[Object position labeling entries]
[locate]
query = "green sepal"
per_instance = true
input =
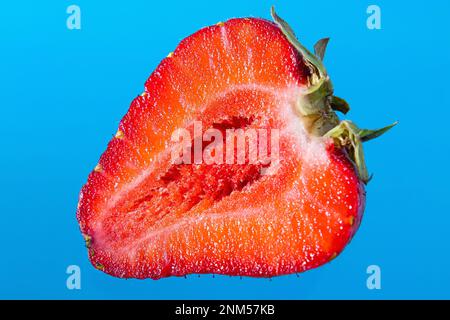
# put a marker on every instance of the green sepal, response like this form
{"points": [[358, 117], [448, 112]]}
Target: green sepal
{"points": [[320, 48], [347, 135], [339, 104], [315, 65]]}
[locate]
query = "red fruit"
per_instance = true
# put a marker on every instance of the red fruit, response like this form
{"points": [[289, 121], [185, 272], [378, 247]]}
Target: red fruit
{"points": [[145, 217]]}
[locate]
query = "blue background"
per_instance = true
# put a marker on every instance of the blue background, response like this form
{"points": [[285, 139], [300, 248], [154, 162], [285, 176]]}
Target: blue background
{"points": [[63, 93]]}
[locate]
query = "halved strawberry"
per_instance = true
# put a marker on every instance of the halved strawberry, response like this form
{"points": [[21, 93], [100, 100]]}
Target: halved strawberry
{"points": [[142, 215]]}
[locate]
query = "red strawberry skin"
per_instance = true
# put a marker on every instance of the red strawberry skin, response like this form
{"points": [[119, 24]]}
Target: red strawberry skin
{"points": [[143, 217]]}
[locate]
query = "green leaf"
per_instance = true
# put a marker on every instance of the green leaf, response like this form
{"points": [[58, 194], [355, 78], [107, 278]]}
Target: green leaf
{"points": [[339, 104], [366, 135], [310, 59], [320, 48]]}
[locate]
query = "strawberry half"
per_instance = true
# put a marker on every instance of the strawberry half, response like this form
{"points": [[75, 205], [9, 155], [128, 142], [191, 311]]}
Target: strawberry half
{"points": [[144, 216]]}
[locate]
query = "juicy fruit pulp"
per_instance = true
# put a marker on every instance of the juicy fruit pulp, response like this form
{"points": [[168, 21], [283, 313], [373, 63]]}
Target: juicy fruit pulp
{"points": [[144, 216]]}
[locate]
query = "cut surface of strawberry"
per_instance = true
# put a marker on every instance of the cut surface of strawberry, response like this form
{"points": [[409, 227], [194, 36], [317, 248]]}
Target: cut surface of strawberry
{"points": [[145, 216]]}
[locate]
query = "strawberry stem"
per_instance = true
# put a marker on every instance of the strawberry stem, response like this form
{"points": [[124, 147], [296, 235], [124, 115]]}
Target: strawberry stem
{"points": [[350, 137], [317, 104]]}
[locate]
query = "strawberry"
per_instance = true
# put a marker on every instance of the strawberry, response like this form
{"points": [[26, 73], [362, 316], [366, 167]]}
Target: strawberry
{"points": [[145, 216]]}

TASK REQUIREMENTS: Return the whole listing, word for word, and leave out every picture.

TASK OUTPUT:
[locate]
query = "green sepal"
per_instance = true
input =
# put a marker on every instance of the green sepal, response like this form
{"points": [[358, 117], [448, 112]]}
Target: green sepal
{"points": [[320, 48], [347, 135], [339, 104], [315, 65]]}
[locate]
query = "red fruit"
per_instance = true
# put a marker on every instance of the red fruit, response like this form
{"points": [[289, 121], [185, 272], [378, 247]]}
Target: red fruit
{"points": [[145, 217]]}
[locate]
query = "blue background"
per_instance = true
# put a marker on every instance of the blue background, response like this form
{"points": [[285, 139], [300, 248], [154, 162], [285, 176]]}
Target: blue background
{"points": [[63, 93]]}
[locate]
query = "halved strawberry"
per_instance = true
# put a marker on every instance of the halved strawberry, response like this form
{"points": [[21, 93], [100, 100]]}
Target: halved strawberry
{"points": [[142, 215]]}
[locate]
query = "red strawberry skin"
per_instance = true
# put a marker on every instance of the red strawberry skin, response like this form
{"points": [[119, 24]]}
Target: red strawberry skin
{"points": [[143, 217]]}
[locate]
query = "green leaf"
per_instance = true
# put a marker on every instance of the green leaf, response like this form
{"points": [[58, 194], [355, 78], [107, 278]]}
Target: green leaf
{"points": [[339, 104], [366, 135], [310, 59], [320, 48]]}
[locate]
query = "strawberry half"
per_instance = true
# put a marker on every instance of the strawberry half, response like this form
{"points": [[75, 205], [9, 155], [128, 142], [191, 311]]}
Target: strawberry half
{"points": [[144, 216]]}
[locate]
query = "juicy fruit pulp"
per_instance = true
# put a marker on every instance of the juicy fruit pulp, response like this form
{"points": [[168, 21], [283, 313], [373, 63]]}
Target: juicy fruit pulp
{"points": [[144, 216]]}
[locate]
query = "cut surface of strawberry"
per_instance = true
# put a marker on every instance of the cut surface of strawberry, response like this form
{"points": [[409, 227], [194, 36], [317, 248]]}
Target: cut surface of strawberry
{"points": [[145, 216]]}
[locate]
query = "strawberry stem"
per_instance = true
# put a marker on every instance of the strawberry stem, response like this form
{"points": [[124, 147], [296, 235], [124, 115]]}
Target: strawberry stem
{"points": [[350, 137], [317, 104]]}
[locate]
query = "strawberry"
per_instance = true
# put a marker on every instance of the strawberry, response like this form
{"points": [[26, 73], [362, 316], [366, 167]]}
Target: strawberry
{"points": [[145, 216]]}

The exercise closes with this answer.